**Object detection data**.
====

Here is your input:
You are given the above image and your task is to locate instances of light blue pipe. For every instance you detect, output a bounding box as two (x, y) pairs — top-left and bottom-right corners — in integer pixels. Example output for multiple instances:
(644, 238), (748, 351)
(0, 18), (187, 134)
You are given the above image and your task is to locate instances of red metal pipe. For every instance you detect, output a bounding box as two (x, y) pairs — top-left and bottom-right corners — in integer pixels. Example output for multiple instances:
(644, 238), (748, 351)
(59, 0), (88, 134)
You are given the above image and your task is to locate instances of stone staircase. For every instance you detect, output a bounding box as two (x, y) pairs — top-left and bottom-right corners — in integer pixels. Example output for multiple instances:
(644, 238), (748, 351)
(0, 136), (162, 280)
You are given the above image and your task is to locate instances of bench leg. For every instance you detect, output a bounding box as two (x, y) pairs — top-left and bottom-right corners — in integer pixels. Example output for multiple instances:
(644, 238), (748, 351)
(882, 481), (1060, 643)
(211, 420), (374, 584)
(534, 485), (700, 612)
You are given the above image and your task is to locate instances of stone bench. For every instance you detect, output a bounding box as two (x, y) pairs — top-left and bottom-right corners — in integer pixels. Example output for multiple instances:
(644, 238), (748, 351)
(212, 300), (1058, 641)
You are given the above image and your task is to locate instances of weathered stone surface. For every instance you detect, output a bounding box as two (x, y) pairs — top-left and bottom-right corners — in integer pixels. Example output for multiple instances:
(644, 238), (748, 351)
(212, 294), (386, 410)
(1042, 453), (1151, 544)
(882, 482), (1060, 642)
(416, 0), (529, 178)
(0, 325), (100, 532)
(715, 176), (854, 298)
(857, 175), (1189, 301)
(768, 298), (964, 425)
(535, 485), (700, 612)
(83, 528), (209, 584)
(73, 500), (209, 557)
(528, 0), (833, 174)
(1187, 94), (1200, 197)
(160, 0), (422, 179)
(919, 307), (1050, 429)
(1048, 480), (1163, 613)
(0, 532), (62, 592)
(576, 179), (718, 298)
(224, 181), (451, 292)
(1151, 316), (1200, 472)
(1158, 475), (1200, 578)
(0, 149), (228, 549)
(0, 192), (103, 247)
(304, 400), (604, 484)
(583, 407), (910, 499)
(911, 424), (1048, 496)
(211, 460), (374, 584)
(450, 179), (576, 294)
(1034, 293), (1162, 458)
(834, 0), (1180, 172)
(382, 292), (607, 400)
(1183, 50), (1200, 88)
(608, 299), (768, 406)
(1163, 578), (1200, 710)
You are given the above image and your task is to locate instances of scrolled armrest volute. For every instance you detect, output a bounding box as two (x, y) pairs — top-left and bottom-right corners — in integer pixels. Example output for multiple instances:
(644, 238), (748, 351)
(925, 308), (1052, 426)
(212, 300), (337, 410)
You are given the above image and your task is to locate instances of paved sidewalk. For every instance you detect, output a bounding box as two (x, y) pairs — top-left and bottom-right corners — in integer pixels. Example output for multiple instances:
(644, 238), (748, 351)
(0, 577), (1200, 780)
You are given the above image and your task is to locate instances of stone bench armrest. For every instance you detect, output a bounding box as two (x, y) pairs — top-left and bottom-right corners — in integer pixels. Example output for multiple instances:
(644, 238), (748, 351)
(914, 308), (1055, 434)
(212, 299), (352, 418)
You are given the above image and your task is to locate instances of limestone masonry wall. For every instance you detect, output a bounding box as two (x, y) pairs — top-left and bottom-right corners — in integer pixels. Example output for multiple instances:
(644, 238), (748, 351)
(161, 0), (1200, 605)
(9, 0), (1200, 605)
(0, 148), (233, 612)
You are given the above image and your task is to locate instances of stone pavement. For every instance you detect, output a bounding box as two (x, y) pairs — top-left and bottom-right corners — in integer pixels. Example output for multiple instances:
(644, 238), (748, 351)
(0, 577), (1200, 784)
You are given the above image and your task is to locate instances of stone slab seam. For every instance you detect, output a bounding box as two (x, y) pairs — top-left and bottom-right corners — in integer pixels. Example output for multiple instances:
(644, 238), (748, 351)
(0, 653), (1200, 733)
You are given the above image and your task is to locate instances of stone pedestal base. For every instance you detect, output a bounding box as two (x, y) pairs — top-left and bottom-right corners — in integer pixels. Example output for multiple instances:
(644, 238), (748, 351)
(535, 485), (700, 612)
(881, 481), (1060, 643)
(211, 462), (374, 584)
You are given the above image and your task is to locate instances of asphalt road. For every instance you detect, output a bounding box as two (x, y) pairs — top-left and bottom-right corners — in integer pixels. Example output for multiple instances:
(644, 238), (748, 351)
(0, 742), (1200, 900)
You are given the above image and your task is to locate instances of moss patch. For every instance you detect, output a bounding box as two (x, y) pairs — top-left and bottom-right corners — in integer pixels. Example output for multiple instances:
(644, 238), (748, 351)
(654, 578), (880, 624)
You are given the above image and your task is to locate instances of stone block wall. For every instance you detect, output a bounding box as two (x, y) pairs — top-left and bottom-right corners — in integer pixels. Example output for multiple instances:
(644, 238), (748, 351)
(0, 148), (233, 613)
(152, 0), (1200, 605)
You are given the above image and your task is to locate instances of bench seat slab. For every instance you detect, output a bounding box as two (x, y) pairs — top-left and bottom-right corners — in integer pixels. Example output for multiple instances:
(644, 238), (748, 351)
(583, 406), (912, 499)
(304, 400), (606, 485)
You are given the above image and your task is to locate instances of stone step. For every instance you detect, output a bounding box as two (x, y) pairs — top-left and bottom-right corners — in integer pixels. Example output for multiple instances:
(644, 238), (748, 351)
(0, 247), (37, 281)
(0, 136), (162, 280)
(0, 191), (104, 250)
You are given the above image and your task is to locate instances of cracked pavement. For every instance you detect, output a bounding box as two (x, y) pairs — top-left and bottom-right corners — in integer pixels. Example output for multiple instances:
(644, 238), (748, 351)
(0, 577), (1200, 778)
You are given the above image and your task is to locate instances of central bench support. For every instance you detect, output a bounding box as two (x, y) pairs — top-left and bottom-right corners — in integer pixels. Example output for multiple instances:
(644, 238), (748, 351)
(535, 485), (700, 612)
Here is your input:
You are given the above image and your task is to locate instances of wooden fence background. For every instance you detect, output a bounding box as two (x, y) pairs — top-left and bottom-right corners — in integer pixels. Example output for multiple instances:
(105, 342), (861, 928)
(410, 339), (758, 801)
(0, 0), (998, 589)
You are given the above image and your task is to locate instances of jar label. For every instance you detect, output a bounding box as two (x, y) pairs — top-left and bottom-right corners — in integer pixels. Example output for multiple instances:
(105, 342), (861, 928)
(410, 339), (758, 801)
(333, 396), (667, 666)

====

Set out every line of the material above as a numbered list, skipping any blank lines.

**COMPLETE OUTPUT**.
1. Here is your input:
2. You are given the above image and your task is to locate instances of light blue pipe. For every instance you detect, output a bounding box as two (x, y) pairs — top-left and bottom-right corners — in integer pixels. Example output for multiple instances:
3. (644, 238), (748, 351)
4. (0, 18), (187, 134)
5. You are given the above image and your task is to locate instances of red metal pipe. For every instance you detect, output a bounding box as two (x, y) pairs — top-left and bottom-right corners — in integer pixels. Example output for multiple instances:
6. (644, 238), (748, 351)
7. (59, 0), (88, 134)
8. You are given the above image and your task is to locate instances of stone staircase. For every instance you detect, output a bounding box as two (x, y) pairs — top-left and bottom-right corners — in integer pixels. Example output for multiple instances:
9. (644, 238), (748, 351)
10. (0, 136), (162, 280)
11. You are given the above image and your task is to locate instances of bench leg. For every instance you detect, output a bounding box as two (x, y) pairs — top-left and bottom-right corners — in integer pixels. Example output for multiple instances:
12. (644, 238), (748, 351)
13. (882, 481), (1060, 643)
14. (211, 420), (374, 584)
15. (534, 485), (700, 612)
16. You are given the above image and your task is to locate instances of stone bench. For every instance you detect, output a bounding box as two (x, y) pairs — top-left and bottom-right corners — in integer pixels. Example output for multiple instances:
17. (644, 238), (748, 351)
18. (212, 300), (1058, 641)
19. You are given the above image and your task is to locate instances of weathered stone surface. For every instance you detect, output a bounding box as two (x, y) pairs — top-left and bottom-right corners — in integer pixels. Example output for multiple instances:
20. (644, 238), (748, 351)
21. (212, 294), (386, 410)
22. (1042, 453), (1151, 544)
23. (882, 482), (1060, 642)
24. (416, 0), (529, 178)
25. (0, 325), (100, 532)
26. (715, 176), (854, 298)
27. (857, 175), (1189, 301)
28. (768, 298), (964, 425)
29. (535, 485), (700, 612)
30. (83, 528), (209, 584)
31. (73, 500), (209, 557)
32. (528, 0), (833, 174)
33. (1187, 94), (1200, 197)
34. (160, 0), (422, 179)
35. (919, 307), (1050, 429)
36. (1048, 480), (1163, 613)
37. (0, 532), (62, 592)
38. (576, 179), (718, 298)
39. (224, 181), (451, 292)
40. (1151, 316), (1200, 472)
41. (1158, 475), (1200, 578)
42. (0, 149), (228, 549)
43. (0, 192), (103, 247)
44. (304, 400), (604, 484)
45. (583, 407), (910, 499)
46. (911, 424), (1048, 496)
47. (211, 460), (374, 584)
48. (450, 179), (576, 294)
49. (1034, 293), (1162, 458)
50. (834, 0), (1180, 172)
51. (382, 292), (607, 400)
52. (1183, 50), (1200, 88)
53. (608, 299), (768, 406)
54. (1163, 578), (1200, 710)
55. You are given the above image and your task is to locate instances of scrolled armrest volute. For every instance you detect, output a bounding box as two (x, y) pairs — top-left and bottom-right corners — in integer pixels. Example output for multiple instances:
56. (644, 238), (748, 351)
57. (925, 308), (1052, 426)
58. (212, 300), (337, 410)
59. You are given the above image and your task is to locate instances of paved sidewalk. For every instance you detect, output a bounding box as two (x, y) pairs — top-left and bottom-right corners — in integer pixels. Example output for multiple instances:
60. (644, 238), (748, 351)
61. (0, 577), (1200, 780)
62. You are given the above image and your task is to locate instances of stone bench armrest. For every instance you detect, output a bounding box as two (x, y) pairs — top-left and bottom-right corners — in integer pixels. Example output for multiple instances:
63. (644, 238), (748, 351)
64. (914, 308), (1055, 434)
65. (212, 299), (352, 418)
66. You are given the above image and your task is to locate instances of limestone masonry wall. For every instance you detect, output a bounding box as two (x, y) pairs — top-left and bottom-right corners — in integer pixels. Example output for multiple instances:
67. (644, 238), (748, 351)
68. (161, 0), (1200, 605)
69. (9, 0), (1200, 605)
70. (0, 148), (233, 612)
71. You are given the above image and your task is to locate instances of stone pavement. For every instance you detect, output a bounding box as two (x, y) pairs — top-left and bottom-right corners — in integer pixels. Example output for multiple instances:
72. (644, 238), (748, 351)
73. (0, 577), (1200, 784)
74. You are given the above image and your task is to locate instances of stone slab seam. For every instance you detect, output a bounding box as two (x, y) pairs — top-left and bottom-right corners — in integer pixels. Example output for multiple instances:
75. (644, 238), (748, 351)
76. (0, 653), (1200, 733)
77. You are given the above image and your task is to locate instances of stone pedestal base. For every instance you detect, output a bounding box as two (x, y) pairs — top-left and bottom-right corners — in integer pixels. Example output for multiple instances:
78. (644, 238), (748, 351)
79. (535, 485), (700, 612)
80. (881, 481), (1060, 643)
81. (211, 462), (374, 584)
82. You are given the above image and your task is to locate instances of asphalt road. For every instance you detect, output a bounding box as two (x, y) pairs — top-left and bottom-right corners — in integer pixels. Example output for multiple instances:
83. (644, 238), (748, 351)
84. (0, 742), (1200, 900)
85. You are given the above image and your task is to locate instances of moss patch. For every instance you detect, output a bounding box as two (x, y) pairs — top-left and bottom-right corners — in integer pixels. Example output for multiple instances:
86. (644, 238), (748, 351)
87. (654, 578), (880, 624)
88. You are given the above image and your task is to locate instances of stone block wall. For every instance you detect, output a bounding box as two (x, y) pairs — top-left and bottom-right corners — in integer pixels. Example output for multiple instances:
89. (644, 238), (748, 351)
90. (0, 148), (233, 613)
91. (152, 0), (1200, 605)
92. You are given the above image and your task is to locate instances of bench seat slab. For every instance you detect, output a bounding box as two (x, y) pairs — top-left and bottom-right corners — in integer pixels. Example output for multiple instances:
93. (644, 238), (748, 351)
94. (583, 406), (912, 499)
95. (304, 400), (606, 485)
96. You are given the above image and your task is to locate instances of stone step. For every instance you detect, output a bounding box as two (x, y) pairs — top-left and bottom-right corners — in integer pixels. Example output for multiple instances:
97. (644, 238), (748, 351)
98. (0, 247), (37, 281)
99. (0, 136), (162, 280)
100. (0, 191), (104, 250)
101. You are given the above image and your task is to locate instances of cracked pavement. For every instance you detect, output a bounding box as two (x, y) pairs — top-left and bottom-right corners — in integer pixels. Example output for multiple instances:
102. (644, 238), (748, 351)
103. (0, 577), (1200, 778)
104. You are given the above image and your task is to locate instances of central bench support. For every instance you detect, output a bounding box as two (x, y) pairs — top-left and bottom-right corners — in integer pixels. Example output for multiple instances:
105. (644, 238), (748, 351)
106. (535, 485), (700, 612)
107. Here is your input:
108. You are given the above image and your task is to locate instances of wooden fence background. For every instance you detect, output a bounding box as two (x, y) pairs — top-left and bottom-right corners — in integer pixels. Example output for multiple instances:
109. (105, 342), (861, 928)
110. (410, 339), (758, 801)
111. (0, 0), (998, 589)
112. You are given the above image and your task is to locate instances of jar label. For every instance you detect, output a bounding box as two (x, y) pairs — top-left and bottom-right corners — in integer pixels. Example output for multiple instances:
113. (105, 342), (861, 928)
114. (410, 339), (758, 801)
115. (333, 396), (667, 666)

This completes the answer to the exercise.